### What is being asked:
Could you reproduce, word for word, everything below from the line containing "Target: chair" down to the line containing "x=659, y=493", with both of those lines included and no others?
---------- Data provided ----------
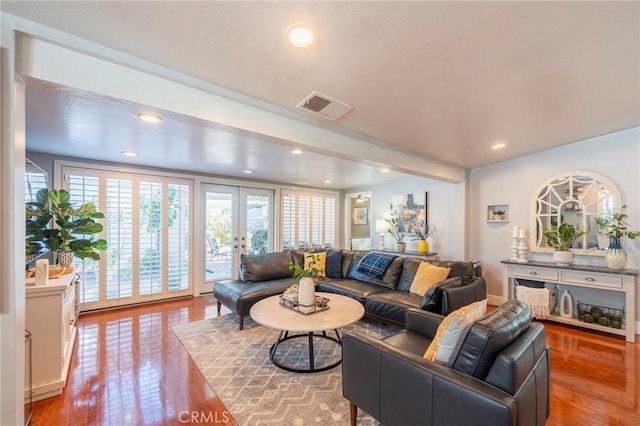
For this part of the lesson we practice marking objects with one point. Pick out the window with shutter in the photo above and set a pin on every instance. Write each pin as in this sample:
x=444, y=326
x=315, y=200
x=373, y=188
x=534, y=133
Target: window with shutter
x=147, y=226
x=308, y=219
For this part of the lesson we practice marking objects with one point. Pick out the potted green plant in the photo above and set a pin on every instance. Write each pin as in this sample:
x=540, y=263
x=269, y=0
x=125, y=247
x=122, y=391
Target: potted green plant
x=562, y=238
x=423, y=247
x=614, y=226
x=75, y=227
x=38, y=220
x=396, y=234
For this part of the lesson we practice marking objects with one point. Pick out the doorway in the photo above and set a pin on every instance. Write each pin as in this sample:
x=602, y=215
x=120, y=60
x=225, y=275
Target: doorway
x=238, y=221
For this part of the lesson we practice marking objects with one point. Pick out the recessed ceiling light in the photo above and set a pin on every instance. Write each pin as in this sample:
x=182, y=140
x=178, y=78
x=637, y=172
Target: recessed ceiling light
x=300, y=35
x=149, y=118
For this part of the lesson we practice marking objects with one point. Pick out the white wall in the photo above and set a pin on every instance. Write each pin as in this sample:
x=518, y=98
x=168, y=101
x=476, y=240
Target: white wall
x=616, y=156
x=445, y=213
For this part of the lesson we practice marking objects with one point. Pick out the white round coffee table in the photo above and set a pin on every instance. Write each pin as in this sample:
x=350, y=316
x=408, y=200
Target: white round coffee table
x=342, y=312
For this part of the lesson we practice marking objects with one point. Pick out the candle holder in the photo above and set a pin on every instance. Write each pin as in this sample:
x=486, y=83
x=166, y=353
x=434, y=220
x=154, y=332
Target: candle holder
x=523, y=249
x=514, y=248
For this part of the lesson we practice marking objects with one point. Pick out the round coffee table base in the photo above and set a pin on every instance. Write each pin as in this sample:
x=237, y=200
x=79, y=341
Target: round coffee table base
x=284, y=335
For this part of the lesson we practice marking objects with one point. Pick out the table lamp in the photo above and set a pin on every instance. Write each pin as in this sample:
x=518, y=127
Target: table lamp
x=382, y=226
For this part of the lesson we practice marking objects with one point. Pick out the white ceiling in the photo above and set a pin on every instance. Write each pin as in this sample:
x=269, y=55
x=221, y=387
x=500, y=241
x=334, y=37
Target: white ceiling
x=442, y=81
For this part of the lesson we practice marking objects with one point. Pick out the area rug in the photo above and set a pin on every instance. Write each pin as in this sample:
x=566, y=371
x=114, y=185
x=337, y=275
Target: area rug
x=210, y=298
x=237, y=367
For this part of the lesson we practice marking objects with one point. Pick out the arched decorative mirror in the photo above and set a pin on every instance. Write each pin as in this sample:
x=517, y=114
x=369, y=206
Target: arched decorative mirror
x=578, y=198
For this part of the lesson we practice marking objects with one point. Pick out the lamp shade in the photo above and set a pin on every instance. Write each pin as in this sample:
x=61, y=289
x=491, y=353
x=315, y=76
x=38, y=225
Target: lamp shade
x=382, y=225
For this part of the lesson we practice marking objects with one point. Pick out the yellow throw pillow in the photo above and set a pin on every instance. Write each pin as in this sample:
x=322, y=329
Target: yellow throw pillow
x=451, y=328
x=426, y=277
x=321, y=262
----------
---------- Data provided ----------
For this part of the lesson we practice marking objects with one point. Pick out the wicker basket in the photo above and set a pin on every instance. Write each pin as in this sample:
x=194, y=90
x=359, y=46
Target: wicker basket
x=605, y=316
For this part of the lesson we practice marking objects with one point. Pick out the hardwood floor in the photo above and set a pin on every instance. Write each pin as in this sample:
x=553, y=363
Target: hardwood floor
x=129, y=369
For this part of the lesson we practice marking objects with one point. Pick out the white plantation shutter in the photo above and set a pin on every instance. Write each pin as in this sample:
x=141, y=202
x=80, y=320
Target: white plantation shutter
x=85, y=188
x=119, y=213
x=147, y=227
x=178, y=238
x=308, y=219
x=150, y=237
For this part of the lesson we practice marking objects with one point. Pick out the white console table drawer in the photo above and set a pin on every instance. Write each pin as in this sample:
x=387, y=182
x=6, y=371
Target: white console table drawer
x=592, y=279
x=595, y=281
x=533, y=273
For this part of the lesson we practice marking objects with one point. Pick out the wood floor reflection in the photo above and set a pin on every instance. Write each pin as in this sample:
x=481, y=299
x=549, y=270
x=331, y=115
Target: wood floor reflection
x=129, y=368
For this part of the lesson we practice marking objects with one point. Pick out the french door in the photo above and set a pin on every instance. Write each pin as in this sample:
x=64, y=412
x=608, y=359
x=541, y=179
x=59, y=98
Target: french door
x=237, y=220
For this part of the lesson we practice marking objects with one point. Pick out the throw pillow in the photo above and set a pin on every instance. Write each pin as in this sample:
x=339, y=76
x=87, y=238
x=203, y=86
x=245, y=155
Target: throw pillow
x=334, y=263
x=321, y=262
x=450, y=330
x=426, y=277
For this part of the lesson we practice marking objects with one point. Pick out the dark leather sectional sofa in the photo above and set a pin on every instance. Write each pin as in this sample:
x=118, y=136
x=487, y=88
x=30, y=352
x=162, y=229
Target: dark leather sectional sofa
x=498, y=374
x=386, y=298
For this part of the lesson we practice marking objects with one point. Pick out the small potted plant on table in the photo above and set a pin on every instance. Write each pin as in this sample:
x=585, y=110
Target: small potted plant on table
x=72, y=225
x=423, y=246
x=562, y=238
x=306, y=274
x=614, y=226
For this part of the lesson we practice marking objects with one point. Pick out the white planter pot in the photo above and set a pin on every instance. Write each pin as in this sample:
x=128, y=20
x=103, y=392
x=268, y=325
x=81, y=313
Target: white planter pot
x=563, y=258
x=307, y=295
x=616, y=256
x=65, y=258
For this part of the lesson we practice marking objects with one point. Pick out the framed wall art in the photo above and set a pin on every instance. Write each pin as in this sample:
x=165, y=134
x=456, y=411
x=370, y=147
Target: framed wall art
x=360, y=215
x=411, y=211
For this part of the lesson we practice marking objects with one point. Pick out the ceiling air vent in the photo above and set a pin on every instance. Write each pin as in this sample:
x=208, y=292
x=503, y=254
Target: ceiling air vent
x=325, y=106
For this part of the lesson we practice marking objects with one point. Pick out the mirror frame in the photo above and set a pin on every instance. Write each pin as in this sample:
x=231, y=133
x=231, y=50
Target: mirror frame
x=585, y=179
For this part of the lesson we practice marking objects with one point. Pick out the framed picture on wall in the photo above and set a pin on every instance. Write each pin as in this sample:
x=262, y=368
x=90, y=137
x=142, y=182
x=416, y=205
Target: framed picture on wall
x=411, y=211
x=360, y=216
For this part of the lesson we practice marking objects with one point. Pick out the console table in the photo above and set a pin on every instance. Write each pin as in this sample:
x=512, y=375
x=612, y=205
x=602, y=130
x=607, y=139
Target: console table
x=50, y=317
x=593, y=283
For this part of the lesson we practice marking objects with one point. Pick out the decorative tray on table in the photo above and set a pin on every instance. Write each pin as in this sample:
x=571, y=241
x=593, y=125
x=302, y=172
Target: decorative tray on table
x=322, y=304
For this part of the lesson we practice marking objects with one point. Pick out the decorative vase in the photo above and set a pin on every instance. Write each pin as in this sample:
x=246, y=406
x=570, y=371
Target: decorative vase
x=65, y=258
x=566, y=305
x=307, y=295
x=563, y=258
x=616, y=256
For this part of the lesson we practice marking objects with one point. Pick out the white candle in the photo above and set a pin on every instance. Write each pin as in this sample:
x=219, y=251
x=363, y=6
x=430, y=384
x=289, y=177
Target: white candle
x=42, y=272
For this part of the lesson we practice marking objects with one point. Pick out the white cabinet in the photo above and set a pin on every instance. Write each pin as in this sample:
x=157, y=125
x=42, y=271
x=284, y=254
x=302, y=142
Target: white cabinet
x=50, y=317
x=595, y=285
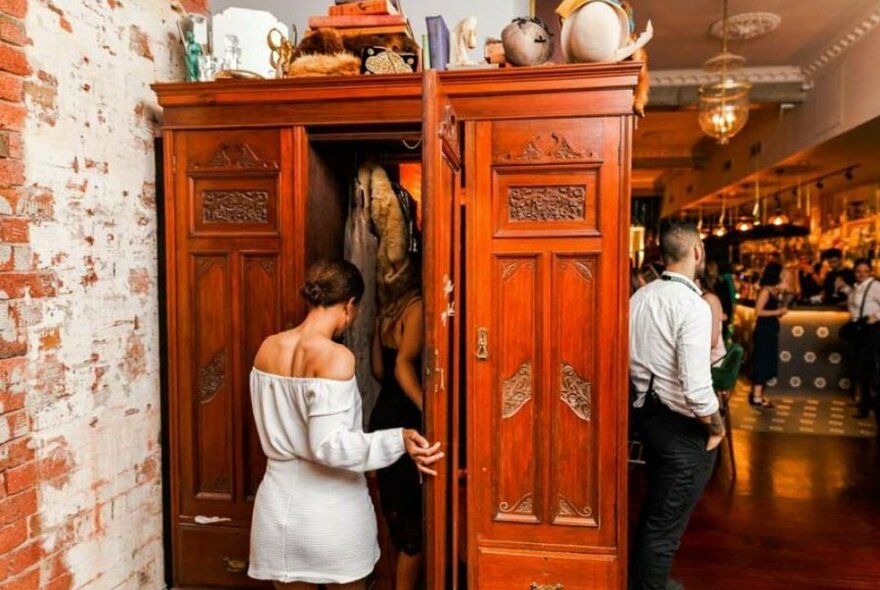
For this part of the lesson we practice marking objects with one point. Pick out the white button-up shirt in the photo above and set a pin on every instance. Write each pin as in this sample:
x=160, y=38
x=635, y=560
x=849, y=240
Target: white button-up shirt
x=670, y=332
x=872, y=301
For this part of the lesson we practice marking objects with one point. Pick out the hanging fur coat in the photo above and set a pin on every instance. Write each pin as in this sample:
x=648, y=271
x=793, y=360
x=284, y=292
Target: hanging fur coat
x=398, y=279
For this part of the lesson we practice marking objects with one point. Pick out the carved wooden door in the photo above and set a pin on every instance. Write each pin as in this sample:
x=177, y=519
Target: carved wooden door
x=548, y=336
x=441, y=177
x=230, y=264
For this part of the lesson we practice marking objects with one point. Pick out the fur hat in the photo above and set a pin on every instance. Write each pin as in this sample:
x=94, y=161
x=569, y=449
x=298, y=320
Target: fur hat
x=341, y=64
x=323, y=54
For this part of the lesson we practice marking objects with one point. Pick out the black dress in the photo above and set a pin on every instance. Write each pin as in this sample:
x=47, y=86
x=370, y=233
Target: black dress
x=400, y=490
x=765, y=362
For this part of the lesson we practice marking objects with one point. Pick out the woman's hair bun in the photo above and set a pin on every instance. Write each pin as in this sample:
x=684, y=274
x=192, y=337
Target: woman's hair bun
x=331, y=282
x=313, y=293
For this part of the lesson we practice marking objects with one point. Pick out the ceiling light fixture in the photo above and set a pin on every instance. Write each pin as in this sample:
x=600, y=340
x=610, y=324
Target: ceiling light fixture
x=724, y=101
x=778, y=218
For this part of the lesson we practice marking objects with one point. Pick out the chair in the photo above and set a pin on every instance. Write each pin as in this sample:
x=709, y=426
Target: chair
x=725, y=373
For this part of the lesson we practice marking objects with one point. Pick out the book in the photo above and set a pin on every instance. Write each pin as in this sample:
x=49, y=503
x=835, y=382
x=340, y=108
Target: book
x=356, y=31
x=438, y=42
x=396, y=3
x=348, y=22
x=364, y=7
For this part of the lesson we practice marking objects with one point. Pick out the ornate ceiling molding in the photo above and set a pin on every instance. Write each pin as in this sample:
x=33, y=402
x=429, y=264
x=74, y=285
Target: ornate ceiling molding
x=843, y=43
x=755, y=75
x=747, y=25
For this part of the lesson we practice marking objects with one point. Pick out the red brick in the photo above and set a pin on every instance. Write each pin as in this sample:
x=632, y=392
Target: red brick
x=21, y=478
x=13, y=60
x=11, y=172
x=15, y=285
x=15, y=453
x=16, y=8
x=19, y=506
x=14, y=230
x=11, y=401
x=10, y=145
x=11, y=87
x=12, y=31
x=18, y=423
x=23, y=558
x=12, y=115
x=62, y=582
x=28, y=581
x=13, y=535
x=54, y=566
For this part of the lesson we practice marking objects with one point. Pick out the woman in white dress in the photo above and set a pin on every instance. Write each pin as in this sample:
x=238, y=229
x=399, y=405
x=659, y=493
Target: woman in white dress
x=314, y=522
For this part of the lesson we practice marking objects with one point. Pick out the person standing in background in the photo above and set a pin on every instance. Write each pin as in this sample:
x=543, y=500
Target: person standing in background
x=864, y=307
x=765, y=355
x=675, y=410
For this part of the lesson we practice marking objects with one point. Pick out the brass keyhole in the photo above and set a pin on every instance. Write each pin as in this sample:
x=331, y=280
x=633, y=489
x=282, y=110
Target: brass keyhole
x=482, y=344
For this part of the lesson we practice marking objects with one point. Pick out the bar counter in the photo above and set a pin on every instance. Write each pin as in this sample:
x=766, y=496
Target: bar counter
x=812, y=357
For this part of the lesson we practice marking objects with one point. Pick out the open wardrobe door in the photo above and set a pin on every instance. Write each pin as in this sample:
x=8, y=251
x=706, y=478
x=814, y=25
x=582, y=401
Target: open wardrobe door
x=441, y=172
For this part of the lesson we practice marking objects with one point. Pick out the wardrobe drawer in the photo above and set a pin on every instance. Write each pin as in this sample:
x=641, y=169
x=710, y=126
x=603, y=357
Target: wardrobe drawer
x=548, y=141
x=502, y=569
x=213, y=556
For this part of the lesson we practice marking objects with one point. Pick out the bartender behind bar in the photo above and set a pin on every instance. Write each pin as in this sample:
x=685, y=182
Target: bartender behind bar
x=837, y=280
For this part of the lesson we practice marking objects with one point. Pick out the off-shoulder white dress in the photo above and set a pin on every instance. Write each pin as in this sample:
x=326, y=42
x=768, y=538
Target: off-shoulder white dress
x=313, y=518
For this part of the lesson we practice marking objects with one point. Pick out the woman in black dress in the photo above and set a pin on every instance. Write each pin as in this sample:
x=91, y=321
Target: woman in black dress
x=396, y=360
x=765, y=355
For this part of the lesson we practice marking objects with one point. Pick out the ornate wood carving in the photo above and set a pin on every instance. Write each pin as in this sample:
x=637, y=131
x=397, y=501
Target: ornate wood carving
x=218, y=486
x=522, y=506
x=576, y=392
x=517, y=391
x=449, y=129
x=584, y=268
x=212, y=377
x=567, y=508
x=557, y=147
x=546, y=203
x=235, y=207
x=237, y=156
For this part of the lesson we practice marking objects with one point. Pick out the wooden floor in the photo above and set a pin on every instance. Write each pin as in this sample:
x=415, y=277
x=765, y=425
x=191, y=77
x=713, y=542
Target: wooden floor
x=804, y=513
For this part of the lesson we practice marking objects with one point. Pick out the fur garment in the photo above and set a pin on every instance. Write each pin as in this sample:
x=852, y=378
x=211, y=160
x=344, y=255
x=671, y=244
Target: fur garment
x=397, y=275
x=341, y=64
----------
### Answer box:
Target: chair
x=725, y=373
For this part of the lesson we practice marking objects with one point. Pick out the book in the photo above and set a pin on every instance. Write each pin as in this sample:
x=49, y=503
x=835, y=382
x=340, y=108
Target: book
x=356, y=31
x=438, y=42
x=396, y=3
x=348, y=22
x=364, y=7
For this part of the lesson we practice marking objects with one point. Pick out the ornate ceiling molding in the photo above and set a pin on every instance. Write each pin as in this sample:
x=33, y=402
x=429, y=264
x=74, y=285
Target: ornate ceiling molding
x=843, y=43
x=755, y=75
x=747, y=25
For this part of the lesson we practice marking objects with one point. Pick out the red brick in the photo above and set a pin on every instance. Write each pin as in this sample:
x=632, y=392
Target: red brick
x=21, y=478
x=13, y=60
x=11, y=172
x=15, y=285
x=15, y=453
x=16, y=8
x=19, y=506
x=14, y=230
x=11, y=401
x=10, y=145
x=11, y=87
x=12, y=31
x=18, y=423
x=23, y=558
x=12, y=115
x=62, y=582
x=28, y=581
x=13, y=535
x=54, y=566
For this part of the lesson we practice marking objects with one point. Pick out the woman in white dress in the photo above and set a pin on every instance. Write each pin as in this sample:
x=238, y=229
x=399, y=405
x=659, y=493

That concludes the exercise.